-- INPUT follows --

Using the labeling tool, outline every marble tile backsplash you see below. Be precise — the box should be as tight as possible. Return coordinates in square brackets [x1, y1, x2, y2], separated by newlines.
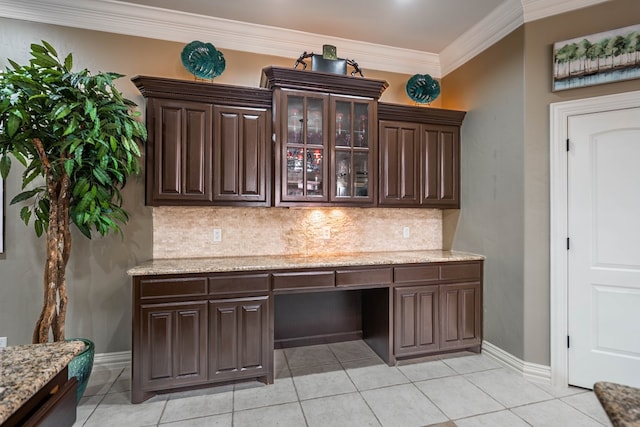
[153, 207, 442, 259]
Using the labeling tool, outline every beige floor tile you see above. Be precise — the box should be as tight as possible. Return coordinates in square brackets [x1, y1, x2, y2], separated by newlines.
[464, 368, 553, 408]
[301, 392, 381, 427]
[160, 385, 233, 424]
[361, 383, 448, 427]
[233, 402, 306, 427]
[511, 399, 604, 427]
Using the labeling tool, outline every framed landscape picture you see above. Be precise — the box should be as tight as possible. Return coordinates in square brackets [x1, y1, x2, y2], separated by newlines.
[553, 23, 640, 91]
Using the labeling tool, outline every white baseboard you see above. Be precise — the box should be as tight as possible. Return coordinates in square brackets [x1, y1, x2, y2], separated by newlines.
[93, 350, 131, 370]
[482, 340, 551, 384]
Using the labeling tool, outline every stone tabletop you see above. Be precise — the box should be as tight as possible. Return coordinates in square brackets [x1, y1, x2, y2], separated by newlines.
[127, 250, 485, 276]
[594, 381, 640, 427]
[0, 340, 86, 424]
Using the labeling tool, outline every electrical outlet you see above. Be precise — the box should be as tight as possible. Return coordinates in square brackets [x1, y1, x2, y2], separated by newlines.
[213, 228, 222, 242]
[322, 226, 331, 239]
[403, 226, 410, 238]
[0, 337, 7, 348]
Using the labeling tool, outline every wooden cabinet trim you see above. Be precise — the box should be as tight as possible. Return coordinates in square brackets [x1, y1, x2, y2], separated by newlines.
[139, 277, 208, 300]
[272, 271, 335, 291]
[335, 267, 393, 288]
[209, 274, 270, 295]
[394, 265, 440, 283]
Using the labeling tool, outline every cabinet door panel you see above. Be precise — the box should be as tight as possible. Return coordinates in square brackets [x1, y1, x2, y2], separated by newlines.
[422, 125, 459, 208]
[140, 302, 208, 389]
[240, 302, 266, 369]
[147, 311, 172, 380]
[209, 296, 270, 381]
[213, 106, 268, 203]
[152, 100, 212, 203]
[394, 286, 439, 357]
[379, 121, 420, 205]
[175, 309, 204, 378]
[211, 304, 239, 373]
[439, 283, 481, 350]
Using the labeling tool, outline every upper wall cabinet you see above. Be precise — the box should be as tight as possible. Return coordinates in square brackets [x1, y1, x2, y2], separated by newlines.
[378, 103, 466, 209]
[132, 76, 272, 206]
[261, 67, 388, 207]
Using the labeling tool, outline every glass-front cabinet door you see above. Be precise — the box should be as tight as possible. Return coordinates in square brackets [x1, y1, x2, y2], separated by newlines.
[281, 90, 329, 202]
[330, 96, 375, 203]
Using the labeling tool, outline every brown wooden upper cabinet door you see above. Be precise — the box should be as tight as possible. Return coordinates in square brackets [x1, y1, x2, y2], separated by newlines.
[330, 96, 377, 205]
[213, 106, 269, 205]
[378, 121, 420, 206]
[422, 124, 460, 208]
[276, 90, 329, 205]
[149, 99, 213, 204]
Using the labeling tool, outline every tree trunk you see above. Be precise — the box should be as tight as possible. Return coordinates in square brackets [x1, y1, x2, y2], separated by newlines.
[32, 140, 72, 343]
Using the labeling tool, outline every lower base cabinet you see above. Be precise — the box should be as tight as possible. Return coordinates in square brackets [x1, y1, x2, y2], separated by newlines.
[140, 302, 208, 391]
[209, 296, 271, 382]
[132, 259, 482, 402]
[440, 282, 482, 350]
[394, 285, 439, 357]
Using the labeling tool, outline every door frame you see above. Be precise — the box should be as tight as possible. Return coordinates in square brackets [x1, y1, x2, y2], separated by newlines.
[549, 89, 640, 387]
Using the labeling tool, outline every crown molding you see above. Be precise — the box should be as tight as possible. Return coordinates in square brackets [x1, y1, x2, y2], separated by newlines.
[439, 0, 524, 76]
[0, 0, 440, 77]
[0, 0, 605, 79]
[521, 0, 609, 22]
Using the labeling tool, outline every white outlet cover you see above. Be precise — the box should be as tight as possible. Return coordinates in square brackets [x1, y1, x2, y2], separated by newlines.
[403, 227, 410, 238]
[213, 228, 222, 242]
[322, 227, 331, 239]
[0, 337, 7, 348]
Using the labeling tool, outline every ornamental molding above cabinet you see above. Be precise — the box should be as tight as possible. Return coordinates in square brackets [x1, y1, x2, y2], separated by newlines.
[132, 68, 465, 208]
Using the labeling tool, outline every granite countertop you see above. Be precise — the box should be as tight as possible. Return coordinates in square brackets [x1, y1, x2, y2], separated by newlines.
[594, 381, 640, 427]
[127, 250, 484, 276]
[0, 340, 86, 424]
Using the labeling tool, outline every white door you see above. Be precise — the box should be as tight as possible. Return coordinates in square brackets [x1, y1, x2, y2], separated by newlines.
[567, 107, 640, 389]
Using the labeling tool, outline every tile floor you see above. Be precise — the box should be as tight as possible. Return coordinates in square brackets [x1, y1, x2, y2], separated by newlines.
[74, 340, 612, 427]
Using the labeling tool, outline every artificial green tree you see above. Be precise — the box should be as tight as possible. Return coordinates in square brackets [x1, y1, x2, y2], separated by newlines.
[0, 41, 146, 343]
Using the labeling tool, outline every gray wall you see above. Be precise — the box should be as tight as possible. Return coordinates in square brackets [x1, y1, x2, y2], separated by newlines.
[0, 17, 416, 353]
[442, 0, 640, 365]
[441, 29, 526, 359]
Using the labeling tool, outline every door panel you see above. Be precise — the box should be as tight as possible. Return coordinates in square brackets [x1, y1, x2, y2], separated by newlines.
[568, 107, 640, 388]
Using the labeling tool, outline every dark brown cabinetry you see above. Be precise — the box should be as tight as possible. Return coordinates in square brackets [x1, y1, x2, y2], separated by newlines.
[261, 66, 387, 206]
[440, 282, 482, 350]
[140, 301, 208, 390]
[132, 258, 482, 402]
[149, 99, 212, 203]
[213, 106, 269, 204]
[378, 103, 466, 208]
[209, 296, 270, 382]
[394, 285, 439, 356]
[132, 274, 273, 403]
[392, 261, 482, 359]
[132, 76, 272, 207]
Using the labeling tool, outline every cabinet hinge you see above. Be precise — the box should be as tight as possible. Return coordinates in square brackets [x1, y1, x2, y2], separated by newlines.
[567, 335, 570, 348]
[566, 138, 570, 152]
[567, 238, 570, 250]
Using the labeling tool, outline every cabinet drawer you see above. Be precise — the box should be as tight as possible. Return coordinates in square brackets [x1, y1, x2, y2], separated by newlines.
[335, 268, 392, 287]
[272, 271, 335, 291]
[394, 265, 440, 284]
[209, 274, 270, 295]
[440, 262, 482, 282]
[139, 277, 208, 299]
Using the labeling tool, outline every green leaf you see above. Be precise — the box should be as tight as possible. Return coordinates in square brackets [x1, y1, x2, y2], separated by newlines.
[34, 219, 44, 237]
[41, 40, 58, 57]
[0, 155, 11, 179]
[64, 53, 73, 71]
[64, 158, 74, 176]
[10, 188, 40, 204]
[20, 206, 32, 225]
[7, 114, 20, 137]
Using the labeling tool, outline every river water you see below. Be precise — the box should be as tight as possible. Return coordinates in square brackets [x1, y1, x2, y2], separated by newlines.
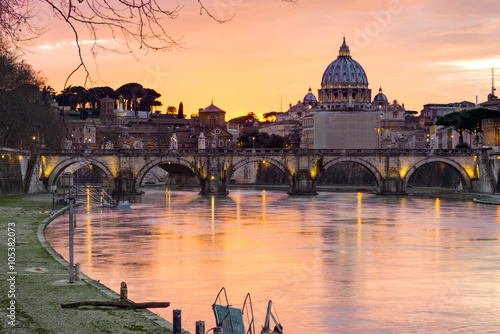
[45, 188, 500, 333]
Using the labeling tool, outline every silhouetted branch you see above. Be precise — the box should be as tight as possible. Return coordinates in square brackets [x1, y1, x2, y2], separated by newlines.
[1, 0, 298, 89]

-- INPUT concluded --

# TASK GOAL
Could you return all the entries exactly as they appear, minus the pictures?

# REPLY TO THE EXERCISE
Using the labeling tool, outline every marble tile backsplash you see below. Be precise — the box should be as tight as possible. Return coordinates in square brackets [x1, y1, x2, y2], separated by newlines.
[153, 207, 442, 259]
Using the labeling tool, outline every beige floor tile you see above. Be precise — the box should be as tight as possible. Return coordinates in square brackets [x1, y1, x2, y2], separated by newlines.
[464, 368, 553, 408]
[301, 392, 381, 427]
[160, 385, 233, 424]
[361, 383, 448, 427]
[233, 402, 306, 427]
[511, 399, 604, 427]
Using the labeling tool, outline every framed landscape picture you see above. Be precise — the box should be as tight as possible. Return coordinates in square brackets [x1, y1, x2, y2], separated by newlines.
[553, 23, 640, 91]
Using the labeling tool, outline every white baseboard you see above. Be precise — the box should be as tight as possible. Return coordinates in square brackets [x1, y1, x2, y2], separated by newlines.
[93, 350, 131, 370]
[482, 340, 551, 384]
Using the labeling tool, outline every stone tabletop you see above. Be precise — the box should be as tight as possible. Return coordinates in square brackets [x1, y1, x2, y2], separated by newlines.
[127, 250, 485, 276]
[594, 381, 640, 427]
[0, 340, 86, 424]
Using the labeling tool, outline every electrical outlet you see above. Be precise — the box should be as tight as possible. Return coordinates in square brackets [x1, y1, x2, y2], separated by newlines.
[213, 228, 222, 242]
[322, 226, 331, 239]
[403, 226, 410, 238]
[0, 337, 7, 348]
Using the labeling tool, outline every wooden cabinet trim you see above. Be precise — the box should be as tight as possible. Return coordinates in square brackets [x1, y1, x2, y2], separated by newlines.
[139, 277, 208, 300]
[272, 271, 335, 291]
[335, 267, 393, 288]
[209, 274, 270, 295]
[394, 265, 440, 283]
Using the labeling tool, outline every cabinet door panel you see above. Be precise — the box should be as tight as possible. Return coordinates in square brackets [x1, y1, x2, y2], separated by newlines.
[422, 125, 459, 208]
[140, 302, 208, 389]
[240, 302, 266, 369]
[147, 311, 172, 380]
[209, 296, 270, 381]
[213, 106, 268, 203]
[152, 100, 212, 203]
[394, 286, 439, 357]
[379, 121, 420, 205]
[175, 309, 204, 378]
[211, 304, 239, 373]
[439, 283, 481, 350]
Using the labeling tool, outline every upper wall cabinet you see above. Be precise — the box should be as tight as possible. Return coordinates in square brackets [x1, y1, x2, y2], separated by newlines.
[378, 103, 466, 209]
[132, 76, 272, 206]
[261, 67, 388, 207]
Using the labeling tool, outline every glass-front cabinet door you see above. Be precise — the box should be as tight as possible. Return coordinates in square brackets [x1, y1, x2, y2], separated by newlines.
[281, 90, 329, 202]
[330, 96, 375, 203]
Using the labeling tool, outline every brown wooden upper cabinet door you see above. Be precise — the box should be as tight as possible. Return coordinates in square brackets [x1, y1, x2, y2], separated by newlines.
[330, 96, 377, 205]
[213, 106, 269, 205]
[378, 121, 420, 206]
[422, 124, 460, 208]
[276, 90, 329, 205]
[149, 99, 213, 204]
Using the labeling tool, outline every tree trunk you see above. Be precise — the box should be as tight as possible. Return coordinates in square brackets [x1, y1, x2, y2], separated by newlines.
[32, 140, 72, 343]
Using the labeling tool, outline every lower base cabinet you see above. Be precise — the box should be as tight as possible. Return coordinates in square brackets [x1, y1, x2, y2], separated by newlines.
[140, 302, 208, 391]
[209, 296, 271, 382]
[132, 259, 482, 402]
[440, 282, 482, 350]
[394, 285, 439, 357]
Using the labeling tool, outline every door frame you see above. Be precise — the box should be as tight as possible. Return coordinates in square brackets [x1, y1, x2, y2], separated by newlines.
[549, 89, 640, 387]
Using the labeling tool, outline every crown molding you see above. Be precise — the box should be as tight as possible. Return coordinates in square brackets [x1, y1, x2, y2], separated by newlines.
[439, 0, 524, 76]
[0, 0, 440, 77]
[0, 0, 605, 79]
[521, 0, 609, 22]
Using the labeling tool, outline every white outlet cover you see above. Be precise — the box should be as tight as possible. Return coordinates in square brackets [x1, y1, x2, y2], separated by newlines.
[403, 227, 410, 238]
[213, 228, 222, 242]
[322, 227, 331, 239]
[0, 337, 7, 348]
Using the labeling tool, outline every ornamental molding above cabinet you see above. Be precise — the box should be as tight as possible. Return coordinates in square brackets [x1, y1, x2, y2], separated by newlines.
[132, 68, 465, 208]
Using the labeling tool, outline every granite countertop you see above. Be precise — the box should be as tight as possible. Return coordinates in square brackets [x1, y1, x2, y2], separated by newlines.
[594, 381, 640, 427]
[127, 250, 484, 276]
[0, 340, 86, 424]
Using the labeling tool, outline every white door you see above. Be precise — the box should be as tight as possible. Return coordinates in square brackets [x1, y1, x2, y2], separated by newlines.
[567, 107, 640, 389]
Using the labeling tool, outline every tile floor you see above. Be precise — the box should be as tight as possible. Return coordinates in square brackets [x1, y1, x2, y2], separated by newlines.
[74, 340, 612, 427]
Using the labeling tool, outline every artificial green tree you see above. Be precise — the box should be as tight as possible. Return coordinates in square brackets [x1, y1, x2, y2], separated by newlines.
[0, 41, 146, 343]
Using the labeling tool, outline every gray wall you see above. Be precise — the box should be as tight as possible. Return coordinates in square brackets [x1, y1, x2, y2], separated by newlines.
[0, 17, 416, 353]
[442, 0, 640, 365]
[441, 29, 526, 359]
Using the labeling tool, outline every door panel you see above. Be precise — the box should be as tight as possible. Return coordinates in square brackets [x1, y1, x2, y2], separated by newlines.
[568, 107, 640, 388]
Using the labeling tool, outline every dark brown cabinetry you see above. Be precise — the box should be as tight as possible. Return coordinates in square brackets [x1, y1, x2, y2], separated by newlines.
[261, 66, 387, 206]
[440, 282, 482, 350]
[140, 301, 208, 390]
[132, 258, 482, 402]
[149, 99, 212, 203]
[213, 106, 269, 204]
[378, 103, 466, 208]
[209, 296, 270, 382]
[394, 285, 439, 356]
[132, 274, 273, 403]
[392, 261, 482, 359]
[132, 76, 272, 207]
Using the labeling tool, outline every cabinet hinge you see above. Be precise — the box should be as tight as possible. Return coordinates in square brackets [x1, y1, x2, y2], separated by newlines.
[567, 335, 570, 348]
[566, 138, 570, 152]
[567, 238, 570, 250]
Using the labeling tool, outline every cabinet drawer you see above. Be precise — the box should be as tight as possible. Return coordinates in square brackets [x1, y1, x2, y2], separated by newlines.
[335, 268, 392, 287]
[272, 271, 335, 291]
[394, 265, 440, 284]
[209, 274, 270, 295]
[440, 262, 482, 282]
[139, 277, 208, 299]
Using the labeling tool, outline every green leaf you see above. Be precise — the box should be as tight as possible. Return coordinates in square brackets [x1, y1, x2, y2], separated by newlines.
[34, 219, 44, 237]
[41, 40, 58, 57]
[0, 155, 11, 179]
[64, 53, 73, 71]
[64, 158, 74, 176]
[10, 188, 40, 204]
[20, 206, 32, 225]
[7, 114, 20, 137]
Using the labeling tool, outline every river water you see below. Be precise — the box should be as tight as possible. Return coordinates in square brackets [x1, y1, x2, y2], separated by newlines.
[45, 188, 500, 333]
Using the labeling tool, outline every silhouetted branch you see above. Be precise — the box should be as tight as possible. Return coordinates in square brackets [x1, y1, x2, y2], separated by newlines.
[1, 0, 298, 89]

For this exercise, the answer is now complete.